§ Stated goal 1:
Filter the entries and keep every line that contains the word "first", treating case as significant.

Now that is a whole lot of fear and anxiety! Especially for something that will take, maximum, 1 hour of my life? And probably less.
Freaking out is very a human thing to do. But that freaking out is ultimately coming from a lie that we believe deep down.
Below I’m going to dispel the #1 myth about speaking that can paralyze speakers everywhere.
The #1 Speaking Myth:
You need to convince your audience that you’re an authority
OMG. This is the worst. feeling. ever.
The feeling of being an imposter.
It is where you feel like you’re not a real -fill in the blank.
Everyone is going to find out!
Then they will laugh at you!
A series of unfortunate events will be triggered!
Then your life will be over!
Anyone? No? Just me?
But they Already See You As An Authority
And here’s why:
Being a speaker is a template in each audience member’s mind. You’re just sliding into it. People already know what to expect.
You don’t have to reinvent anything. You don’t have to prove that you’re a worthy person to talk. And you don’t have to command authority to force people to listen to you.
Here’s How to Get Over It
Realize that your role as a speaker is a template for those watching you.
In their mind, they already have an idea of what a talk is like.
They already know what a professor does. Or a guest speaker. And a business pitch presenter. Your classmates and teacher already know what to expect from a student presentation.
They’re already prepared to:
Sit their butt down. Listen. Take notes. And view you as someone who knows what they’re talking about.
You don’t have to make this happen because the template does it for you.

§ Stated goal 2:
Write out verbatim the portion of the text on public speaking above, from "A series of" up to and including "listen to you.".

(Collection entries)
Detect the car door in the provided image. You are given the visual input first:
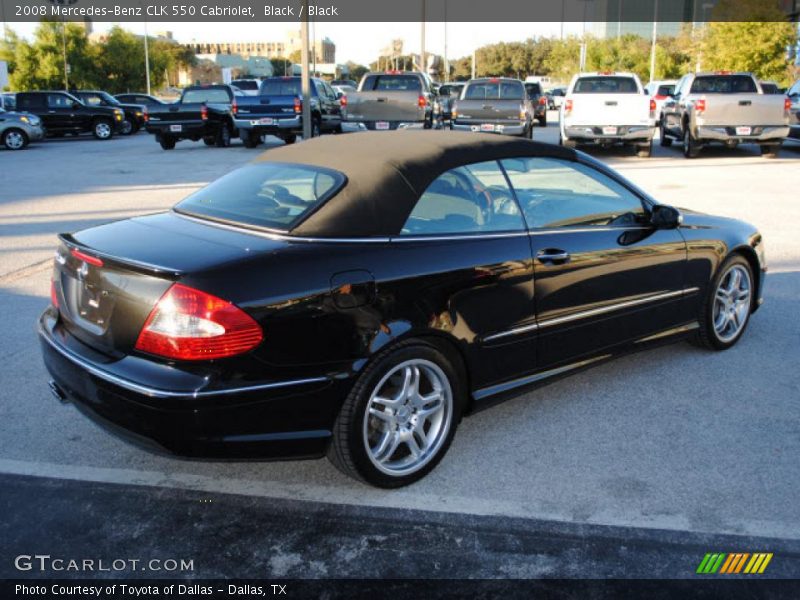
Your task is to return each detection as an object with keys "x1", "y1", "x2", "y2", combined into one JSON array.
[
  {"x1": 392, "y1": 161, "x2": 536, "y2": 397},
  {"x1": 501, "y1": 157, "x2": 686, "y2": 369}
]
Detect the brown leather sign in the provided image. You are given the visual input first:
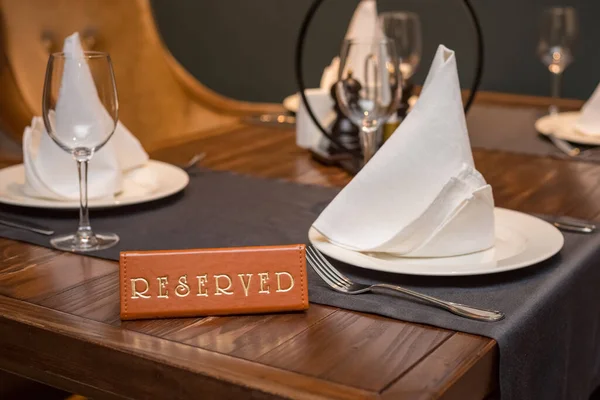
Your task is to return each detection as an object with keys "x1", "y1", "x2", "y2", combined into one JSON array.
[{"x1": 120, "y1": 244, "x2": 308, "y2": 320}]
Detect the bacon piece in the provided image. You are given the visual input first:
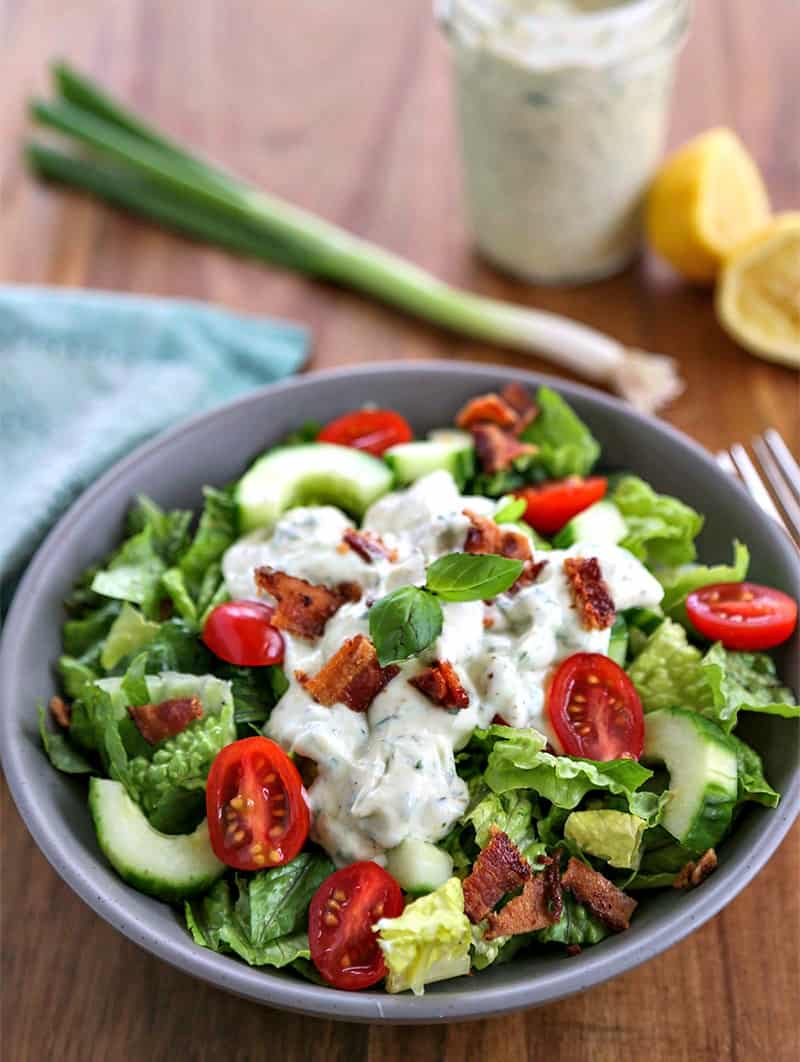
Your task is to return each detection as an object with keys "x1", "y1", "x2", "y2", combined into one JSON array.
[
  {"x1": 464, "y1": 509, "x2": 533, "y2": 561},
  {"x1": 294, "y1": 634, "x2": 399, "y2": 712},
  {"x1": 255, "y1": 567, "x2": 361, "y2": 638},
  {"x1": 127, "y1": 697, "x2": 203, "y2": 744},
  {"x1": 456, "y1": 391, "x2": 518, "y2": 431},
  {"x1": 408, "y1": 661, "x2": 470, "y2": 708},
  {"x1": 673, "y1": 849, "x2": 718, "y2": 889},
  {"x1": 564, "y1": 556, "x2": 616, "y2": 631},
  {"x1": 49, "y1": 697, "x2": 72, "y2": 730},
  {"x1": 470, "y1": 424, "x2": 539, "y2": 476},
  {"x1": 463, "y1": 826, "x2": 530, "y2": 922},
  {"x1": 342, "y1": 528, "x2": 397, "y2": 564},
  {"x1": 500, "y1": 382, "x2": 539, "y2": 435},
  {"x1": 561, "y1": 858, "x2": 636, "y2": 932}
]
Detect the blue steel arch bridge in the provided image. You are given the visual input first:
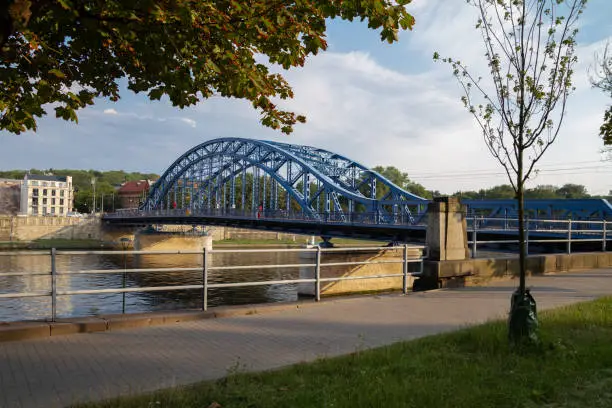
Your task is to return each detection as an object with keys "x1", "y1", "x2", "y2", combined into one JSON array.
[{"x1": 104, "y1": 138, "x2": 612, "y2": 241}]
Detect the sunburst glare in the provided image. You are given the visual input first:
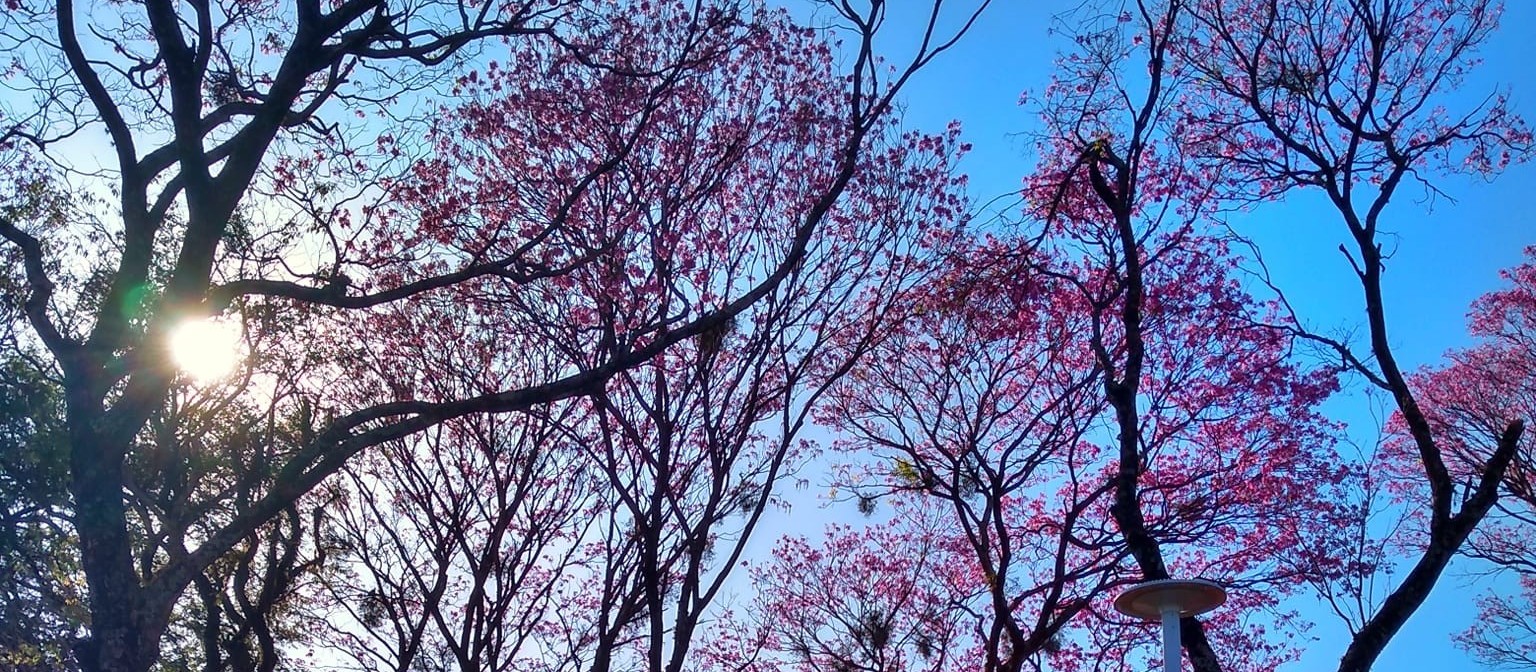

§ Task response 1:
Detect the car door in the provided image. You are given the visual input first:
Detect the brown leather sign in the provided image. You are given the visual input first:
Detect the bacon piece in the provided image. You are given the visual input first:
Detect the blue steel arch bridge in the provided image. You are given the visual input first:
Detect the sunburst glare in the provided image. You are given the visual input first:

§ Task response 2:
A series of unfortunate events will be triggered!
Then your life will be over!
Anyone? No? Just me?
But they Already See You As An Authority
And here’s why:
Being a speaker is a template in each audience member’s mind. You’re just sliding into it. People already know what to expect.
You don’t have to reinvent anything. You don’t have to prove that you’re a worthy person to talk. And you don’t have to command authority to force people to listen to you.